Image object location entries
***
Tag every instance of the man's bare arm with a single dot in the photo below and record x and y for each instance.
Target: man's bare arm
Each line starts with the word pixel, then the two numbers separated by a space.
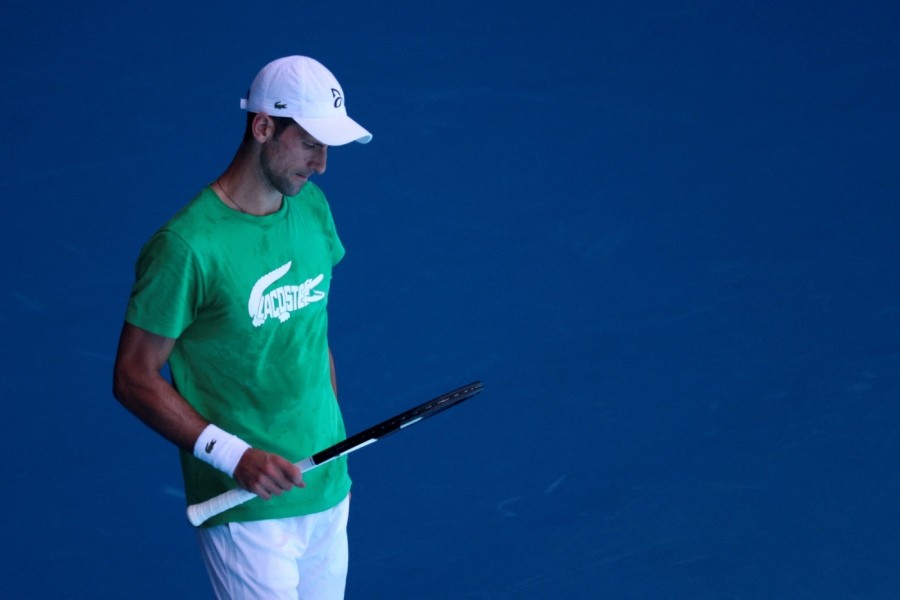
pixel 139 386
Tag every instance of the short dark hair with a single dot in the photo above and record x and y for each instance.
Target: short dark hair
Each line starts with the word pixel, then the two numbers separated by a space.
pixel 281 123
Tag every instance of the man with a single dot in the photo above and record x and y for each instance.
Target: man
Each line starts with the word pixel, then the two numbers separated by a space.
pixel 232 294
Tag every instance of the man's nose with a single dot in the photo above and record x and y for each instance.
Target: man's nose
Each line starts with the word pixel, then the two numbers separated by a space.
pixel 319 160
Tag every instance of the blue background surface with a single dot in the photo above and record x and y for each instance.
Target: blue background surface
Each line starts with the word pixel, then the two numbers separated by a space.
pixel 663 233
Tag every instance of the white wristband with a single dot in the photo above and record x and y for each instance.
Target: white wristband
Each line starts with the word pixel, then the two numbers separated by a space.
pixel 220 449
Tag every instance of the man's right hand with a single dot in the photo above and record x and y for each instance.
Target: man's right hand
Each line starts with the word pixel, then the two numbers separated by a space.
pixel 266 474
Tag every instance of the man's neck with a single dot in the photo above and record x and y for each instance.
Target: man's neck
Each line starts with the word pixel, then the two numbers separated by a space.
pixel 242 189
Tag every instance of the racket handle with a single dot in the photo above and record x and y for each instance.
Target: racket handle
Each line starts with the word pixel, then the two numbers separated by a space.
pixel 203 511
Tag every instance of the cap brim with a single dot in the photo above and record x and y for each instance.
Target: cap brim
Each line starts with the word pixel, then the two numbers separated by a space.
pixel 335 131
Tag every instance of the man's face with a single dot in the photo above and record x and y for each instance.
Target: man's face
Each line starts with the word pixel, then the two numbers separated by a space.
pixel 290 157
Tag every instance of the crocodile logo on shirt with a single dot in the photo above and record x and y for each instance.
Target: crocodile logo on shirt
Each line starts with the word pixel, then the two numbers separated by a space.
pixel 282 301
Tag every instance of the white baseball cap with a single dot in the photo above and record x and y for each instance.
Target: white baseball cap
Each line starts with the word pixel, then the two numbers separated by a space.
pixel 303 89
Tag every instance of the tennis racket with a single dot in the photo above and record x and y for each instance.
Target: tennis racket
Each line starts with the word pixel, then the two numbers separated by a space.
pixel 200 512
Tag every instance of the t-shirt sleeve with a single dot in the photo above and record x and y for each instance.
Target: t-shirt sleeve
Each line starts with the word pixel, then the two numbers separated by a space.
pixel 167 288
pixel 337 248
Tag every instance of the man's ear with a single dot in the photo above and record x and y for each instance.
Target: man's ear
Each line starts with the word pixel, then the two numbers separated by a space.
pixel 262 127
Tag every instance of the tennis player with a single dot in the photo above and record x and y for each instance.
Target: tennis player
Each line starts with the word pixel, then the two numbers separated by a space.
pixel 232 294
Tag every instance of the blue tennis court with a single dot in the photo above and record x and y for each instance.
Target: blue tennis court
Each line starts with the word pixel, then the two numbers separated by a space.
pixel 663 234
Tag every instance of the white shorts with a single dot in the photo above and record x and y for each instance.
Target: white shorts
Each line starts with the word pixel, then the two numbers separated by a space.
pixel 297 558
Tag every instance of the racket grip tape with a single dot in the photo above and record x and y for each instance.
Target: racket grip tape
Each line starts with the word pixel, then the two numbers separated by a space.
pixel 203 511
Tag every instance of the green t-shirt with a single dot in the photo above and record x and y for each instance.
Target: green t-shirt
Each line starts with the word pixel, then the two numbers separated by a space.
pixel 245 297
***
Your instructions:
Copy all of the items above word for word, but leave out the pictures.

Answer to the exercise:
Tag every instance of the man's bare arm with a single dot in the photo below and record x and y for each instance.
Target: man's bare arm
Each line starts with the word pixel, then the two numbers separated by a space.
pixel 139 386
Tag every instance of the short dark hair with a single dot in the photo above and record x and y for each instance.
Target: short dark hair
Each line starts with the word pixel, then the two numbers separated by a space.
pixel 281 123
Tag every instance of the man with a single dot in the photo above and record x and y for each instance.
Target: man
Each line starts with the word pixel, then the two numbers separated by a space.
pixel 232 294
Tag every instance of the man's nose with a single dot in the photo above and record x and y for each instance.
Target: man's nose
Each line starts with the word pixel, then the two numbers separated by a space.
pixel 319 160
Tag every instance of the blue background surface with a single dot in the photo above and record x and y for each instance.
Target: blue background surface
Each line starts with the word pixel, then the two numbers separated by a space.
pixel 663 233
Tag every instance of the white wristband with a single dot in the photo above and record x and y for each instance.
Target: white wristband
Each line starts with the word pixel, then the two numbers separated by a space.
pixel 220 449
Tag every instance of the man's right hand with a single dot in the photo above and record x and y for each instance.
Target: man's right hand
Each line starts with the word pixel, then the two numbers separated by a space.
pixel 266 474
Tag every instance of the man's neck with a single dot in the photo above and record x and y for each instance.
Target: man's neck
Each line starts with the word pixel, then the two numbers separated by a space.
pixel 242 189
Tag every instance of the racket handle with a single dot in the photo above and record x and y for each instance.
Target: racket handle
Each line starts with the word pixel, then the two numbers separated by a space.
pixel 203 511
Tag every instance of the cap brim with a single dot in the photo above and record x and y for each instance.
Target: cap brim
Each line starts with the word pixel, then the two numbers separated by a space.
pixel 335 131
Tag every instance of the man's face with a single dot in the photo above and record x and y for each instance.
Target: man's face
Each line starts with the word pixel, then the two numbers separated by a space.
pixel 290 157
Tag every instance of the crocodile logo on shirt with a single dot in the photo above and record x and y for each instance.
Target: crocodile logo on shirt
Each line starts with the word pixel, then the two numbers separated by a space.
pixel 282 301
Tag every instance of the white baseball cap with a single dot in the photo above and record x and y for each instance.
Target: white baseball cap
Each line starts with the word pixel, then the two numbers separated by a space.
pixel 303 89
Tag every instance of the tennis racket with a single dot in the photo above and record x and y for each instance.
Target: tennis racket
Each line starts with the word pixel, then the two numbers separated by a space.
pixel 200 512
Tag every instance of the t-shirt sleeve with a single dot in the photo above and record x and y for each instance.
Target: t-shirt sleeve
Each line starts with the word pixel, then the two numbers separated by a space.
pixel 167 288
pixel 337 248
Tag every instance of the man's ear with a single dot in the photo above and record x and y for each instance.
Target: man's ear
Each line starts with the word pixel, then the two numbers separated by a space.
pixel 262 127
Tag every instance of the tennis player with a single dot in the photo above and record x and y for each instance.
Target: tennis player
Each line starts with the word pixel, then the two numbers separated by a space.
pixel 232 294
Tag every instance of the blue tennis court with a single dot in the photo above and record x and y for each instance.
Target: blue tennis court
Each line starts with the word pixel, then the two numbers separated by a space.
pixel 663 234
Tag every instance of the white shorts with a single dot in the photo above and record x and y for each instance.
Target: white shorts
Each line starts with the word pixel, then the two numbers separated by a space.
pixel 297 558
Tag every instance of the racket grip tape with a single dot in the photo above and record x and y for each instance.
Target: racket grip tape
Each line starts with the word pixel, then the two numbers separated by a space.
pixel 203 511
Tag every instance of the green t-shirt with a single dot in the photo above and record x and y for each instance.
Target: green t-shirt
Each line starts with the word pixel, then the two numbers separated by a space.
pixel 245 297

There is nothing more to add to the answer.